----- PASSAGE -----

I always thought it was integral to the marketing strategy of Wal-mart to build a giant superstore in the middle of a field in Smalltown, USA, strategically placing it within a certain distance of X population + Y distance from a distribution center and Z number of minority workers. I was fine with that. For instance, there upon 2 feet of raised ground in Chillicothe's flood plain -- quite possibly the worst spot ever to build anything-- sits the giant discount Mecca like a giant thrift magnet. Small town, small town wages, small town Wal-mart. Seems to have a nice balance to it.

Somewhere along the way, the mega-success of Wal-mart wasn't enough. So now, greedy corporate evolution has led way to the stores popping up in some of the best neighborhoods in the state. Dublin, Ohio has a Wal-mart. Dublin's average home price was $350,000 last year. You can bet that several of the Better Homes and Gardens wives are shopping there, but they sure as hell aren't happy about it being there. Wal-mart is like the dragnet of tuna fishing. You're going to snag a lot of tuna, but you're probably also going to get about just as much trash and old boots when you take a look at your catch.

Living in Northwest Columbus is optimal, mostly because you can get practically anywhere within 15 minutes. I live in a comfy area, sandwiched between two of the best zip codes in the city, one of which I share. The two nearest streets are hotbeds of retail activity and within 5 minutes I can be at Micro Center, an organic foods market, McDonald's, develop photos in an hour, or pick up medication at at least 4 locations. Because those two streets are under the umbrella of generic City of Columbus zoning, nobody made a huge deal when an old Big Bear location was knocked down and then Phoenixed as a Wal-mart. In fact, living around the corner from it I didn't even know what was going on until I saw the newspaper last week. Instead of being contained in the clear, thin plastic bag per usual, it was in an opaque white bag bearing the advertisement of the Wal-Mart Grand Opening on 'Bethal Road' (the correct spelling of the road is actually 'Bethel'). 

My boyfriend and I went in Saturday to check it out. Actually, we were goinggeocaching and we needed a couple little things, so we went in quickly to grab some lottery tickets. We didn't find any, but we did find a deer hunting arcade game with two rifles, a significant dose of apathy, and two mulleted idiots behind the customer service counter. It was almost as if they had a Wal-mart Idol at every town in rural Ohio that no one had ever heard of and recruited them to work there. We left after five minutes, and a general sense that our comfy area of central Ohio was about to get a little less comfortable.

One day later, there was a murder-suicide in the parking lot. A man shot his wife, then himself in front of their two teenaged daughters right there in view of anyone who may have been returning to their cars at about the same time. At least he did it Wal-mart style and shot himself afterward, instead of dragging anyone else into it. Plus, he committed the crime at about 9:21, when any respectable individuals would've been inside watching Family Guy; another bonus. I have lived in Columbus all of my adult life and the worst crime that I can even think of on that corner was perhaps a car getting broken into. Slap a Wal-mart next to a dollar movie theater and some guy can't even wait a week for it to be open to kill his wife. Isolated incident, maybe. But really, fuck Wal-mart.

The real horror: the teenaged girls who just lost their parents were home schooled. When an aunt of the girls was asked by police to come and pick them up with no explanation, she offered this gem:

"We all had a feeling that something was coming."

Oh. Well then.

My point is this: The only sanity that you can really be assured of is your own. How many of these human time bombs are in front of us in line, working at the check out, or overhearing our petty conversations? How can we be so sure that the guy sitting next to us at the movie theater can't stay still because he has restless leg syndrome and not because he has a gun poking him in the ass? I'm not paranoid; I am just realistic. People are fucking crazy.

-----

**TASKS TO COMPLETE**:
1 – In the Wal-mart post, what was Dublin's average home price last year?
2 – List everything the writer and her boyfriend found in the Wal-mart, according to the post.
3 – Transcribe the part of the Wal-mart post starting at "The real horror: the" and ending at "Oh. Well then.".
The records have nothing to do with the post about Wal-mart.

----- DATA SECTION -----

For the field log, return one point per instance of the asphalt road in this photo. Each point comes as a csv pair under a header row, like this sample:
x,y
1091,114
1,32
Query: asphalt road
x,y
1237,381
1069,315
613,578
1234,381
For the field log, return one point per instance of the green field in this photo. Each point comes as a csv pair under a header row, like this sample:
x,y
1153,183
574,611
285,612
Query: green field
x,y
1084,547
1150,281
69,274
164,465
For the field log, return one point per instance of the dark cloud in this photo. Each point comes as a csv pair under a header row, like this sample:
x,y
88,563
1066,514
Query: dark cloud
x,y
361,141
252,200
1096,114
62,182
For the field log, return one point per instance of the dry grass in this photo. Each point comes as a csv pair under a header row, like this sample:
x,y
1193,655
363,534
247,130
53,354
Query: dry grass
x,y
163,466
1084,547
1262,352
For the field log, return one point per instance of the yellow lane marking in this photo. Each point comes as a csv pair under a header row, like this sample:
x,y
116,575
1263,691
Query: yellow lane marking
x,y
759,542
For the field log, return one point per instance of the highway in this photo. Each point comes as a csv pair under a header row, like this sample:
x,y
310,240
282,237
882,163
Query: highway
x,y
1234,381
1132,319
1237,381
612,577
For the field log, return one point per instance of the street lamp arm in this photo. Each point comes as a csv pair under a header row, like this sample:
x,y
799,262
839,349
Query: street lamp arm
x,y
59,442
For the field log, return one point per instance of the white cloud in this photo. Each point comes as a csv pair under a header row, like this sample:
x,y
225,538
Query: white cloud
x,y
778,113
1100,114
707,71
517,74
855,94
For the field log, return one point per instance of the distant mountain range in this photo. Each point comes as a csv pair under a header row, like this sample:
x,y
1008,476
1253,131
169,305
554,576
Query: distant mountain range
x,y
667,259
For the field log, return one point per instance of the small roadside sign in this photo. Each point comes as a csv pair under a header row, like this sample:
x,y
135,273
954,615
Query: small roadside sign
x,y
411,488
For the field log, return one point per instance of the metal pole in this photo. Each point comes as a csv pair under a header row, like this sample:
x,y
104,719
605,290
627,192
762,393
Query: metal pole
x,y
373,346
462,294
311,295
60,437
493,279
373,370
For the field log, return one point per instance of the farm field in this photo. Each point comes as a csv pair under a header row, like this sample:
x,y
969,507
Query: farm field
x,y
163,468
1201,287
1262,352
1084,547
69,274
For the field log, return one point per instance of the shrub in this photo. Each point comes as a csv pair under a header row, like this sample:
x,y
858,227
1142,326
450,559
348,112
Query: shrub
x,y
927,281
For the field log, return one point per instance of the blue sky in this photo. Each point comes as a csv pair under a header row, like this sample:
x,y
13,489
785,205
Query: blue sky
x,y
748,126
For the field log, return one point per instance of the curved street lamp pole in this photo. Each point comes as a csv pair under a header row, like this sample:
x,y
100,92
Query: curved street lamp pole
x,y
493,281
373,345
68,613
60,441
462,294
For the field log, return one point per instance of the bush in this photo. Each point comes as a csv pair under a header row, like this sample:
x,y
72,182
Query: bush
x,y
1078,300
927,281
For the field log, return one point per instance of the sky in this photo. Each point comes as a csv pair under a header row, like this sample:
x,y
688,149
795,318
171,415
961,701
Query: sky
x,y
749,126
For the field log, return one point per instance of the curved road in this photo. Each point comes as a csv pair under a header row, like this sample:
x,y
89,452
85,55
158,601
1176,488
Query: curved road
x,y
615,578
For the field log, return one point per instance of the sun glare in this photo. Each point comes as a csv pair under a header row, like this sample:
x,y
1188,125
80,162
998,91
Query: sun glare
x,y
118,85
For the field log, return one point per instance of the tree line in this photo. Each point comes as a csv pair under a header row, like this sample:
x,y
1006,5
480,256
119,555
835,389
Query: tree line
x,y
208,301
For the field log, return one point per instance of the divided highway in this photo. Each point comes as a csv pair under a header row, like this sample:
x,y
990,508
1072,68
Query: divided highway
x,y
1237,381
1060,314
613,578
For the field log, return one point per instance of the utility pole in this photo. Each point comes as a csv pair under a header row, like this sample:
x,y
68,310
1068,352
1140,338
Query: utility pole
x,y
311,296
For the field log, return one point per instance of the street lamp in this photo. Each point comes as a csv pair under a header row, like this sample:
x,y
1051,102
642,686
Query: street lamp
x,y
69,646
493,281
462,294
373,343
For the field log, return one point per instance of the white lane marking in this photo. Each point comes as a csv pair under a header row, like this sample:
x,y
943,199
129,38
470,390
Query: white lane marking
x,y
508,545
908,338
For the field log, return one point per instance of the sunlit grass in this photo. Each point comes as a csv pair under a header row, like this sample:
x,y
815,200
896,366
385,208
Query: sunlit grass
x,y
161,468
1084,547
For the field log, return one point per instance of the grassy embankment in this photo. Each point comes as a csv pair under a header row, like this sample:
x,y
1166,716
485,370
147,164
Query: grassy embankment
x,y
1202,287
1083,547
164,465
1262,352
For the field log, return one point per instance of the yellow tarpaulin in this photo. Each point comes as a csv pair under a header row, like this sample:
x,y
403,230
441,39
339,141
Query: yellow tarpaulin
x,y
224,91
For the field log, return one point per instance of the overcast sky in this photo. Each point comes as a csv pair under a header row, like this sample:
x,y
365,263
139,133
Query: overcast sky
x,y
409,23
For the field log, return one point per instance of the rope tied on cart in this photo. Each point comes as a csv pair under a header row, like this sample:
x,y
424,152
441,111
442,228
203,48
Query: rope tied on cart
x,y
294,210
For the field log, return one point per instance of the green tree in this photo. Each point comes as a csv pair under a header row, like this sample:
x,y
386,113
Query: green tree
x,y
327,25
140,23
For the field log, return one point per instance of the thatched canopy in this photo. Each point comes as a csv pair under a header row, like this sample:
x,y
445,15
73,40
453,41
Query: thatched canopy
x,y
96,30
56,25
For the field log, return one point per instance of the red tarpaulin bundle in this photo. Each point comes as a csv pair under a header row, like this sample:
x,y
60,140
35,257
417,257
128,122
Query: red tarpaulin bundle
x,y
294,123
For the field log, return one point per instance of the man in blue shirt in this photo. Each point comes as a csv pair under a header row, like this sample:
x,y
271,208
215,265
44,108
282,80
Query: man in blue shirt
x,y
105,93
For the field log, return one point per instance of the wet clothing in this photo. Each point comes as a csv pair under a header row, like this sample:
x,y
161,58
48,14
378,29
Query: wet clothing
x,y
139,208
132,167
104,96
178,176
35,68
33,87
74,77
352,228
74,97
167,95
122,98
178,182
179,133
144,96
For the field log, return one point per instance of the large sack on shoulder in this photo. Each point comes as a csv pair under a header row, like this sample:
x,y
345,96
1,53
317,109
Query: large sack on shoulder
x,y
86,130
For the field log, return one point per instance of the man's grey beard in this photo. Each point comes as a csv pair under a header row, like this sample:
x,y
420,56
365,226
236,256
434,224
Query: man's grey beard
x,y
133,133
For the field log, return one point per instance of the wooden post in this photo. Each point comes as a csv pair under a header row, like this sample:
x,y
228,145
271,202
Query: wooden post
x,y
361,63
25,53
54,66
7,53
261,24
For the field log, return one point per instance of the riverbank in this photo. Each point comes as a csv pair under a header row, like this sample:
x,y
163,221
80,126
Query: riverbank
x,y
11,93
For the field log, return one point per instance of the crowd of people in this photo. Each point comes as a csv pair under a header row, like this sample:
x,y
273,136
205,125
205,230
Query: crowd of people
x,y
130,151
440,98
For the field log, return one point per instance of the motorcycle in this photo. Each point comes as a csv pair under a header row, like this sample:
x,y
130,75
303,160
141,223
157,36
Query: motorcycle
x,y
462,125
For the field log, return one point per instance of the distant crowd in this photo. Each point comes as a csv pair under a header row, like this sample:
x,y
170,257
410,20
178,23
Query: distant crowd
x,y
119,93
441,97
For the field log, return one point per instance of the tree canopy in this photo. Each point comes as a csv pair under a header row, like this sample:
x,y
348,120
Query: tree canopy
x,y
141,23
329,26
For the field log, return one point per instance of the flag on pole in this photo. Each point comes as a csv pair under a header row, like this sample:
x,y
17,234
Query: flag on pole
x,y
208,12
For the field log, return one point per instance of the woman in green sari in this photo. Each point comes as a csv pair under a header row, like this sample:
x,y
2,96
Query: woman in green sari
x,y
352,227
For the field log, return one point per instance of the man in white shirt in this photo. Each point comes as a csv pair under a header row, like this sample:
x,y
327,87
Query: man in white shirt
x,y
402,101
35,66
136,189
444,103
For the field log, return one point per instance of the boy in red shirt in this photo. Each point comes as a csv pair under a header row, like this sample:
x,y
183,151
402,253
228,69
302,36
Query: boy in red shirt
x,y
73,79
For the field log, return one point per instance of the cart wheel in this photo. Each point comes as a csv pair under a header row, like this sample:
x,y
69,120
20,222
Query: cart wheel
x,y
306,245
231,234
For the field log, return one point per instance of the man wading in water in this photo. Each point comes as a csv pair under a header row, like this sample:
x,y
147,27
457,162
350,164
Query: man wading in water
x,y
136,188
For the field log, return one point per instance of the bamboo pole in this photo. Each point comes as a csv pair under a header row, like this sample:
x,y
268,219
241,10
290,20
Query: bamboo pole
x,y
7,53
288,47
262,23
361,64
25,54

-----

**SOLUTIONS**:
1 – $350,000

2 –
- a deer hunting arcade game with two rifles
- a significant dose of apathy
- two mulleted idiots behind the customer service counter

3 –
The real horror: the teenaged girls who just lost their parents were home schooled. When an aunt of the girls was asked by police to come and pick them up with no explanation, she offered this gem:

"We all had a feeling that something was coming."

Oh. Well then.